*TEXT*.

====================

About the Kids

During his motivational speaking stops around Columbia, through his work with children and adolescents from around the community, L’Damian Washington sees the impact he makes.

When he goes back to Douglass High School and a student calls out to him and says he’s still wearing the sneakers Washington and former Missouri football coach Gary Pinkel provided as part of the “One Step Forward” program last fall, Washington sees the difference a little bit of kindness and attention can make in someone’s life.

And he remembers the way he was at that age.

“I used to be that kid,” Washington says.

It doesn’t seem like it was that long ago to the 27-year-old.

The team captain and leading receiver on the 2013 Missouri Tigers, one of the most successful teams in program history, was once just a teenager trying to survive in Shreveport, Louisiana. His father had died when he was 5, and after his mother died suddenly of a blood clot when he was a sophomore in high school, he was tasked with helping to run a household and care for his three brothers.

The University of Missouri psychology graduate was once just a kid diagnosed with dyslexia who spent some time in an alternative school like Douglass before he got back on track — and thrived — academically. He was able to take everything life threw at him and prosper. Now he feels it’s his calling to help at-risk youths in Columbia do the same.

====================

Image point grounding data
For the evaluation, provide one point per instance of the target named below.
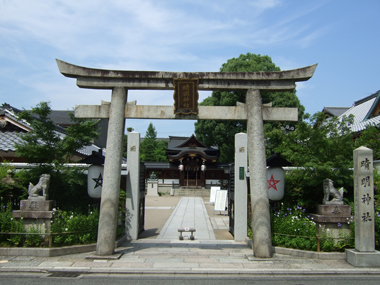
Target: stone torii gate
(253, 111)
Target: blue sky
(342, 36)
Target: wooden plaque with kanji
(185, 96)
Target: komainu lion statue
(42, 186)
(330, 191)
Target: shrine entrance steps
(192, 192)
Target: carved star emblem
(272, 183)
(98, 181)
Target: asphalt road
(87, 279)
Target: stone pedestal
(152, 188)
(36, 212)
(333, 220)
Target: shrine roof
(366, 112)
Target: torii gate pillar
(112, 169)
(261, 229)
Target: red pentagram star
(272, 183)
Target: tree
(150, 148)
(321, 148)
(45, 145)
(68, 186)
(222, 133)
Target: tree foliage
(321, 148)
(150, 148)
(68, 186)
(222, 133)
(45, 145)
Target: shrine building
(191, 164)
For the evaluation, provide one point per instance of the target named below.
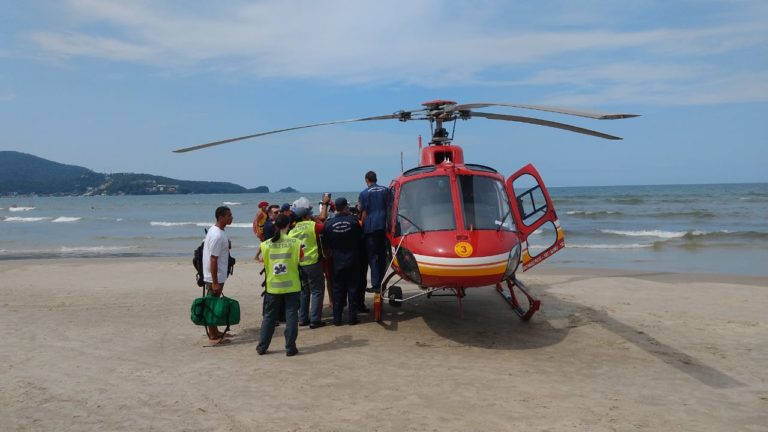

====================

*WHAT TO WORK ON*.
(a) In the profile of L'Damian Washington, how old was he when his father died?
(b) Summarize the profile of L'Damian Washington in two sentences.
(c) Write the next part of the profile of L'Damian Washington, picking up after its final sentence.
The material is independent of the profile of L'Damian Washington.

*OUTPUTS FOR THE TASKS*.
(a) He was 5.

(b) L'Damian Washington, the 27-year-old team captain and leading receiver on the 2013 Missouri Tigers, works with children and adolescents around Columbia and sees the difference his kindness and attention make, as with the sneakers provided through the "One Step Forward" program. Having lost both parents, helped care for his three brothers, and overcome dyslexia and time in an alternative school, he now feels it is his calling to help at-risk youths in Columbia prosper as he did.

(c)
“Other kids who don’t have anybody in their lives, who feel left out, how can I start a program to where no kid can go without someone at least there to talk with them so they can feel like all the other kids?” Washington says. “We all need somebody we can turn to. I want to be there. I just want to give back and help out the kids in this community.”

Washington envisions starting his own nonprofit called “Bigger Than Me,” which he hopes will evoke the sense that nobody has to go through their struggles alone. He wants to provide mentoring and mental health assistance for K-12 kids in Columbia, and he has been laying the groundwork through discussions with representatives from organizations such as Big Brothers Big Sisters of Central Missouri and the Boys & Girls Clubs of Columbia.

He says Big Brothers Big Sisters has told him it has a sizable waiting list of youths, most of them male and African-American, in need of role models.
“I’ve talked to counselors in elementary schools, to members of the school board. It is a need here, especially when you’re talking about minorities,” Washington says. “Why can’t I get former or current athletes, and we can start investing in these kids’ lives? I know people, and I can help out.”

Washington first started thinking about ways in which he could give back to the community after hearing positive feedback to his story from a 2014 documentary short about his life on ESPN.com. That sense continued through his motivational speaking engagements and a recent podcast appearance with former U.S. Navy SEAL Marcus Luttrell of Lone Survivor fame.

Washington feels he has a unique voice to offer, as well as a willing, knowing ear to listen.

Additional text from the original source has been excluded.